PASSAGE TO READ:
──────

Article 14(2). Certificate. The Committee recalls its previous comment in which it noted that section 12 of Decree No. 1015 of 16 June 1995 does not implement this Article of the Convention since it does not refer to a document, other than the employment record, that seafarers have the right to obtain at all times from the master. In the absence of the Government’s reply on this point, the Committee again requests the Government to indicate how effect is given to this requirement of the Convention.
Part V of the report form. Practical application. The Committee notes the information provided by the Government concerning the recent changes in the labour inspection services. The Committee requests the Government to continue to provide up-to-date information on the practical application of the Convention, including for instance, inspection results, samples of seafarers’ employment agreements and copies of applicable collective agreements.
Finally, the Committee recalls that the MLC, 2006, contains in Regulation 2.1, Standard A2.1 and Guideline B2.1 up-to-date and more detailed requirements on seafarer’s employment agreements that revise existing standards set out in Convention No. 22. The Committee invites the Government to consider the possibility of ratifying the MLC, 2006, in the very near future and to keep the Office informed of any decision taken in this respect.
The Committee notes the adoption of Act No. 1242 of 2008 establishing the Code for Navigation and Port Activities on Rivers.
Article 6, paragraph 3(3), of the Convention. Particulars of the agreement. In the absence of any relevant information, the Committee reminds the Government that, under the Convention, the name of the vessel or vessels on board which seafarers undertake to serve needs not only to be specified in agreements for a voyage as provided in section 6(3) of Decree No. 1015 of 16 June 1995, but also in agreements for a definite or indefinite period.
Article 14, paragraph 2. Issue of a separate certificate on the quality of the seafarer’s work. In response to previous comments, the Government indicates that this provision of the Convention is implemented by section 12 of Decree No. 1015/1995. The Committee considers, however, that section 12 of Decree No. 1015/1995 in conjunction with Resolution No. 35 of 15 June 1995 is rather giving effect to Article 5(1) and (2) and Article 14(1) as it provides for a document (libreta de embarco), which contains a record of the seafarer’s employment on board and a discharge entry, without including any statement as to the quality of the seafarer’s work or as to wages. In contrast, Article 14(2) refers to a document other than the record of employment, namely a separate certificate as to the quality of the seafarers’ work, that seafarers have the right to obtain, at all times, from the master.

──────

TASK LIST:
a: List every decree, act, and resolution named in the committee comments on seafarers' employment agreements, with the number and date each is given.
b: Continue the committee comments on seafarers' employment agreements from their last sentence, keeping the same formal register.

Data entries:
──────

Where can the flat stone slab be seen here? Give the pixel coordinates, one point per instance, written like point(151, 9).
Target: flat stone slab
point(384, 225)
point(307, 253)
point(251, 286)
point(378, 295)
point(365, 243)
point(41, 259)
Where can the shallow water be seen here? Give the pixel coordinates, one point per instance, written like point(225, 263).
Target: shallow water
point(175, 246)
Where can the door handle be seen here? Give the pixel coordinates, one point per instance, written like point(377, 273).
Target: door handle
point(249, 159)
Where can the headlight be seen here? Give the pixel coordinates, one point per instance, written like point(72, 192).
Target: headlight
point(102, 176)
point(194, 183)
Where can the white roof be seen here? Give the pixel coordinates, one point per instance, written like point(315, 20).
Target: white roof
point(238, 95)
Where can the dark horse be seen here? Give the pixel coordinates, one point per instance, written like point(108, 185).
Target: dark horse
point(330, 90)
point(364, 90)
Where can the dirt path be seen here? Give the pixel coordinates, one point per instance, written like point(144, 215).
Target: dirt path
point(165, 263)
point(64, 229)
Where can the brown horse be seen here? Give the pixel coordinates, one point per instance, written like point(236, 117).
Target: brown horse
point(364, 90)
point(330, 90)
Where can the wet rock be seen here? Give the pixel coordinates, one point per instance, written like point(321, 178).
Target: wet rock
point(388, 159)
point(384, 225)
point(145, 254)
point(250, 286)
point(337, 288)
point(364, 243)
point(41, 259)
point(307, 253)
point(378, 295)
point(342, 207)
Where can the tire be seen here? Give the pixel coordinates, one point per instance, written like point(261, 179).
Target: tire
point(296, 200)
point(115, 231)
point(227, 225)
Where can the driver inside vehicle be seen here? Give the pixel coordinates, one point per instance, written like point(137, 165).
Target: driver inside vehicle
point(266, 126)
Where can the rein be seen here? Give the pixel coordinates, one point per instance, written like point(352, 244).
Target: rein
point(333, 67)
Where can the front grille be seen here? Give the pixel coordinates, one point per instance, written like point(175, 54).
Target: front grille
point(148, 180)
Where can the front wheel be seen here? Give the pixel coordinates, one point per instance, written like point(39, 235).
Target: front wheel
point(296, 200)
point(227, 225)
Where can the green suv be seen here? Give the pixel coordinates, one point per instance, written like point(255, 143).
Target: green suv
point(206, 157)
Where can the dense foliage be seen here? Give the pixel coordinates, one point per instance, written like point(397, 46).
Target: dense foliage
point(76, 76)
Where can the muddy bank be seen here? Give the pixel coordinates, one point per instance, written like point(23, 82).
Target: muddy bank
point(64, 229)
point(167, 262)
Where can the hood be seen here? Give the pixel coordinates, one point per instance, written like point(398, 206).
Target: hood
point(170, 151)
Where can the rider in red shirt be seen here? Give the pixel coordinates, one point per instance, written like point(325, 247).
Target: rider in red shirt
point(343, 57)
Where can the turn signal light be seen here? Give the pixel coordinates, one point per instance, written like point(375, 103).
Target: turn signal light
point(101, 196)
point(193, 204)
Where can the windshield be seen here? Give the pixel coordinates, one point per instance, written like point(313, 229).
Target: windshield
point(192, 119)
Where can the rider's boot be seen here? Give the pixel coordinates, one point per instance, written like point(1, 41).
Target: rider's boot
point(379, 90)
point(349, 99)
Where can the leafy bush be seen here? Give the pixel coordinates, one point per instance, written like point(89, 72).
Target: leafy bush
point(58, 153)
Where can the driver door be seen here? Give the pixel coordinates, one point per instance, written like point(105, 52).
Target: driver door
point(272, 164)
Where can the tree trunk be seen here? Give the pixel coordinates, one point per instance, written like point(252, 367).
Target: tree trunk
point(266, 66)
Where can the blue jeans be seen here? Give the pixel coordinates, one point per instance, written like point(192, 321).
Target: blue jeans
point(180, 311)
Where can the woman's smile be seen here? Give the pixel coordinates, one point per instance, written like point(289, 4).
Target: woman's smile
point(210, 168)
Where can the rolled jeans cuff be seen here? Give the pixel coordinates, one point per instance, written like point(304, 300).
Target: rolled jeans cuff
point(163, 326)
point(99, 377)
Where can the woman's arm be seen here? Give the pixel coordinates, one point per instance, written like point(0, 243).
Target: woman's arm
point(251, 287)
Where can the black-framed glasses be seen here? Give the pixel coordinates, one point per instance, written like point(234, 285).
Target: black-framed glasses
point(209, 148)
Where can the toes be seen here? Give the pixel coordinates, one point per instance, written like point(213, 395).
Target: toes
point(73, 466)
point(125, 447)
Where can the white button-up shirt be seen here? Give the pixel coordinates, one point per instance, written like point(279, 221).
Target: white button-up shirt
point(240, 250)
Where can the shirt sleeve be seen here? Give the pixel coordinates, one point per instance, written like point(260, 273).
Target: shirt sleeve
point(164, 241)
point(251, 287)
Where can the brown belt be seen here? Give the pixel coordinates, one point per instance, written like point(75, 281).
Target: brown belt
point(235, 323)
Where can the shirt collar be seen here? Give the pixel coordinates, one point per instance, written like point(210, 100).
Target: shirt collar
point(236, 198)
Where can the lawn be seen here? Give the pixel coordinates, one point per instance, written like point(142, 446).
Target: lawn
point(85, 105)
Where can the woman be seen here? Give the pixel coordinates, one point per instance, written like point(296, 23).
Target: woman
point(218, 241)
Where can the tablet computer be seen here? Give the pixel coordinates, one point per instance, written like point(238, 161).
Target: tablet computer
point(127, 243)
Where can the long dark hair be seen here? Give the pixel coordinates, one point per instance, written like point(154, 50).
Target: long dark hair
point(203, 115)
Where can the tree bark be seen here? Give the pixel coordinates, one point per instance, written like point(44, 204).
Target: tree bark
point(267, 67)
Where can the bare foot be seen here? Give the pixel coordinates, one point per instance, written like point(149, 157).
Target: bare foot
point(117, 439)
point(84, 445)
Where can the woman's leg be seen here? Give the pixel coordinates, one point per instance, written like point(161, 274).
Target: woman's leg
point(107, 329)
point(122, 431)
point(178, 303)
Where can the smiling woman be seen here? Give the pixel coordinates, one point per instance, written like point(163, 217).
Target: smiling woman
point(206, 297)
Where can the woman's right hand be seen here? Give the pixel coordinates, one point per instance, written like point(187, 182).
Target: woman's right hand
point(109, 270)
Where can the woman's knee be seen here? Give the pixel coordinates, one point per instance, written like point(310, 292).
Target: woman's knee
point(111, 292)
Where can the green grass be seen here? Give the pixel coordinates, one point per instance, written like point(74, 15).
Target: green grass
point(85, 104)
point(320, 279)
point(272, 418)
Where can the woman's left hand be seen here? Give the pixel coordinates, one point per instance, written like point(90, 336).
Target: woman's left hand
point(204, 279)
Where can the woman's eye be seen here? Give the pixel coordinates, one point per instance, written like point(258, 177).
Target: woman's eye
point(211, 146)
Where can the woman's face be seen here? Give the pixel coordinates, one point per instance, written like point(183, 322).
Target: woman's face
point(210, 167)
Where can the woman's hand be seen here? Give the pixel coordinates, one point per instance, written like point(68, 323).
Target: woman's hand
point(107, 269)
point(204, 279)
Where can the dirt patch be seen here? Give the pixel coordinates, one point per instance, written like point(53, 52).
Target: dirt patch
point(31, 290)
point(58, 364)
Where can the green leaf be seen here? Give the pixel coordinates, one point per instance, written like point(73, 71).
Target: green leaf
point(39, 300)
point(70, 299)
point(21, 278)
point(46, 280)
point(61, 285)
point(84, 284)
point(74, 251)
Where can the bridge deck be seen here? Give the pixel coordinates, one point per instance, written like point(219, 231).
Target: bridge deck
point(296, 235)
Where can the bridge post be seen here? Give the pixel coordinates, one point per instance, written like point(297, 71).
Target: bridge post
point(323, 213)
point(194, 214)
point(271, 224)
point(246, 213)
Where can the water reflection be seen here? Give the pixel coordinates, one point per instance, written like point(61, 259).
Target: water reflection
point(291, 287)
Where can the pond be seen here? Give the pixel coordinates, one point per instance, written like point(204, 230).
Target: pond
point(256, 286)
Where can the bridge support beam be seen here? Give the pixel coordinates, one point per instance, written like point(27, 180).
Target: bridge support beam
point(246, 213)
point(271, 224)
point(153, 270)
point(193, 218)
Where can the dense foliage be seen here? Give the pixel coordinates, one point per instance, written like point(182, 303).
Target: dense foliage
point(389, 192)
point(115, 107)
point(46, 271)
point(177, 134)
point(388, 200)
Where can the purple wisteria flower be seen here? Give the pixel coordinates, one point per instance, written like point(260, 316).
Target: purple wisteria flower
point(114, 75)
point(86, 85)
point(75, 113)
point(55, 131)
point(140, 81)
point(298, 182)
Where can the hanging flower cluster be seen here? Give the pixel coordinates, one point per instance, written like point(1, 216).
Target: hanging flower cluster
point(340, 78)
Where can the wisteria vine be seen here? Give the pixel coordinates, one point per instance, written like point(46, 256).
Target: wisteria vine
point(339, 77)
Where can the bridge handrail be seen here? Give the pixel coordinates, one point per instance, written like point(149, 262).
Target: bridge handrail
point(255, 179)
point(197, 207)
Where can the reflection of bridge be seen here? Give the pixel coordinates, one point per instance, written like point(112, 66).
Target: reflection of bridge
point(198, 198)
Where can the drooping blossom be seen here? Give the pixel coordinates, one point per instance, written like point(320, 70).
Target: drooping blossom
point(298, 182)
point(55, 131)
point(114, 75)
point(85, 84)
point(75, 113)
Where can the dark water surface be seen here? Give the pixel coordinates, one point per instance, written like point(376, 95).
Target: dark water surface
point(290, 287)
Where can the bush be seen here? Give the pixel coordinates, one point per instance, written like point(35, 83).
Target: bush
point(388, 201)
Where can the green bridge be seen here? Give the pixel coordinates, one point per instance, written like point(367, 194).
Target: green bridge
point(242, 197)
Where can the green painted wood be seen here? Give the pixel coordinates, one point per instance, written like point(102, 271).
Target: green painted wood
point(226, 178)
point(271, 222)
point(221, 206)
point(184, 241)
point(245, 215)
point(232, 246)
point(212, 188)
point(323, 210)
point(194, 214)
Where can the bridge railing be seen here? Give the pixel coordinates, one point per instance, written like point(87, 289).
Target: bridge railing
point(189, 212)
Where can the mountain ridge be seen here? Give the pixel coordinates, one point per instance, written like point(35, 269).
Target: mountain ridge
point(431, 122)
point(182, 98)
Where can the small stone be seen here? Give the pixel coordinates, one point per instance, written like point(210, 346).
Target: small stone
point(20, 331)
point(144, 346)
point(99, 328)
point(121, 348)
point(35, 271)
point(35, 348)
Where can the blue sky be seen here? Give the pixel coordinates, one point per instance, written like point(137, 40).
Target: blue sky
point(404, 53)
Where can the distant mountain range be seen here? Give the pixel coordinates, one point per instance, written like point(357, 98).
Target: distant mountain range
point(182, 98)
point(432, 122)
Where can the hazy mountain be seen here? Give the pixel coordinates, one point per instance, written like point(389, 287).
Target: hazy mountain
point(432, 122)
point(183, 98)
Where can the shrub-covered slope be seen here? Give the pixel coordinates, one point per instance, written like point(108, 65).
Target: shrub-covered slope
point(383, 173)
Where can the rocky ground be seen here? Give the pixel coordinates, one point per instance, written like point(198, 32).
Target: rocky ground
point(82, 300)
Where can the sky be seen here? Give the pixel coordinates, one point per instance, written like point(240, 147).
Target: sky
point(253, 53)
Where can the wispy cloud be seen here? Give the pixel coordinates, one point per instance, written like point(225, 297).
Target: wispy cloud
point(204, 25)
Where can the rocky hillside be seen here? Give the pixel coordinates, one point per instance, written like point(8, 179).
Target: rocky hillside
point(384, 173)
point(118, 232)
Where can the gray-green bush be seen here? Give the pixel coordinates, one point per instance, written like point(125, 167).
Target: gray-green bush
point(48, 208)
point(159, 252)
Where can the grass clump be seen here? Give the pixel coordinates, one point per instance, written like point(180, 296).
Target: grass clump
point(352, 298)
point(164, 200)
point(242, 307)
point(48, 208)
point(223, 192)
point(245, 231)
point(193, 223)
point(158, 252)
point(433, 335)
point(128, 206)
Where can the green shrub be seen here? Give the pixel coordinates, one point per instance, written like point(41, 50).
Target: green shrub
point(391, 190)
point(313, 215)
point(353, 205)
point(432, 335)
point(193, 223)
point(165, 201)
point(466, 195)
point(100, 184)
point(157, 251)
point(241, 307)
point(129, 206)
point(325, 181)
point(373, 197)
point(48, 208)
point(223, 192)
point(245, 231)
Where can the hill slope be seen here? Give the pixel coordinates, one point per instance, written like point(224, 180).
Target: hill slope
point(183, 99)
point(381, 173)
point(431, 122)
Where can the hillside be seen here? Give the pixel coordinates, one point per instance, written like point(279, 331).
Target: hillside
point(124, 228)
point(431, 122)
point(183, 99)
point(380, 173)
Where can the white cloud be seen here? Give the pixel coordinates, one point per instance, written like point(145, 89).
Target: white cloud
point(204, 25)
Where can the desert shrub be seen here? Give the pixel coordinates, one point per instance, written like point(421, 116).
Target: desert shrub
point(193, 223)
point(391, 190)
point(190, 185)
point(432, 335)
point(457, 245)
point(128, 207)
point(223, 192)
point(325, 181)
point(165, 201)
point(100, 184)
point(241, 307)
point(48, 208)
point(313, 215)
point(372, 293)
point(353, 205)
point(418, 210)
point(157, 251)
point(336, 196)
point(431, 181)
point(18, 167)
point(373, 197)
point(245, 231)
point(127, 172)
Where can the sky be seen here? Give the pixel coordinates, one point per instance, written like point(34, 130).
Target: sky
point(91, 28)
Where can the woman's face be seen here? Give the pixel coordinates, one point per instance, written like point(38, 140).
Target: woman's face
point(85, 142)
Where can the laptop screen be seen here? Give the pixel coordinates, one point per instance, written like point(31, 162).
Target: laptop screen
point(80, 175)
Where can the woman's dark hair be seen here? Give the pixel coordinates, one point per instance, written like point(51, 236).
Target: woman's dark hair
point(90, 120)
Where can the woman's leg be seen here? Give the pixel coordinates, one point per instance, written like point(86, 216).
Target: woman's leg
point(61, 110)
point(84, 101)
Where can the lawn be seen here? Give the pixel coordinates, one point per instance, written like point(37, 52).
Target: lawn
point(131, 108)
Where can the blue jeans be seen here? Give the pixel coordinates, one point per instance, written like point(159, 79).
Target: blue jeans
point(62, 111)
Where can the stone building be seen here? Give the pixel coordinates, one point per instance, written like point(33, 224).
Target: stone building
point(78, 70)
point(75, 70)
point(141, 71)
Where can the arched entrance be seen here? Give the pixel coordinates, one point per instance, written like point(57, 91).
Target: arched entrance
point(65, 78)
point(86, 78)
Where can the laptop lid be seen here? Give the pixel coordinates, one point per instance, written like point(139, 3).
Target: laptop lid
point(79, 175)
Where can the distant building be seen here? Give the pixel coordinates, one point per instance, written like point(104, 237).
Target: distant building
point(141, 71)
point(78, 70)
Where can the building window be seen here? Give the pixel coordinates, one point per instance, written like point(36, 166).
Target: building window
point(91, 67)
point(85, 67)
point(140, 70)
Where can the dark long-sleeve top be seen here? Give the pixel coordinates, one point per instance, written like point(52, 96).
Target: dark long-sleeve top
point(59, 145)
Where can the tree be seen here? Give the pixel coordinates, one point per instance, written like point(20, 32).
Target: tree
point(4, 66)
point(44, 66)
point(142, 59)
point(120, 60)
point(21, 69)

──────

RESPONSES IN ORDER:
a:
- Decree No. 1015 of 16 June 1995 (also cited as Decree No. 1015/1995)
- Act No. 1242 of 2008, establishing the Code for Navigation and Port Activities on Rivers
- Resolution No. 35 of 15 June 1995

b:
In this context, the Committee wishes to point out that the Maritime Labour Convention, 2006 (MLC, 2006), which is the up to date instrument in the field of, inter alia, seafarers’ employment agreements, does not take over all provisions of the present Convention. Thus, the MLC, 2006, does neither require the indication in the agreement of the name of the vessel(s) (Article 6(3)(3) of Convention No. 22) nor the issue of a separate certificate on the quality of the seafarer’s work (Article 14(2) of Convention No. 22). The Committee invites the Government to consider the possibility of ratifying the MLC, 2006, which would entail the denunciation of the present Convention. The Committee would appreciate if, in its next report, the Government would communicate information on any consultations held in this regard and on any progress achieved towards the ratification of the MLC, 2006.
The Committee takes note of the information in the Government’s report.
Article 6, paragraph 3, of the Convention. Particulars of the agreement. The Government states that there has been no change in the legislation. The Committee reminds the Government that, under the Convention, the name of the vessel or vessels on board which seafarers undertake to serve must be specified not only in agreements for a voyage, as provided in article 6(3) of Decree No. 1015 of 1995, but also in agreements for a definite or for an indefinite period. The Committee firmly hopes that the Government will be in a position to indicate in its next report the measures taken or envisaged to require the name of the vessel to be specified in these agreements as well.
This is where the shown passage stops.